*** Records
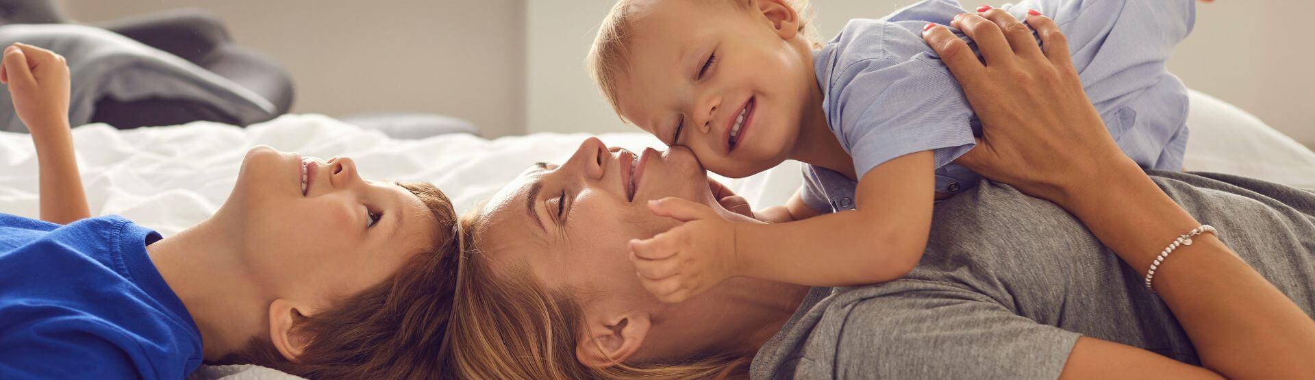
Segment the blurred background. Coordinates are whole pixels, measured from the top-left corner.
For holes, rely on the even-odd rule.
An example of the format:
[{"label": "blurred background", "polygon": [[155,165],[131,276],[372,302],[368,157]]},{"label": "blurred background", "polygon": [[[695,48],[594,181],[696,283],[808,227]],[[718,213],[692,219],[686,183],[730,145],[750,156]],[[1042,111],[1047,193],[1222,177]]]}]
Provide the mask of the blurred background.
******
Directive: Copy out every line of text from the entries above verbatim, omitting the pictures.

Solution for this task:
Segment the blurred background. Coordinates are whole pixels, measured from the top-left corner.
For holes, rely on the even-odd rule.
An example of the format:
[{"label": "blurred background", "polygon": [[155,165],[131,276],[372,302],[368,157]]},{"label": "blurred background", "polygon": [[[695,48],[594,181],[696,283],[808,227]],[[718,213],[692,219],[686,183],[730,145],[750,156]],[[1042,111],[1047,193],[1222,177]]]}]
Provide the mask of the blurred background.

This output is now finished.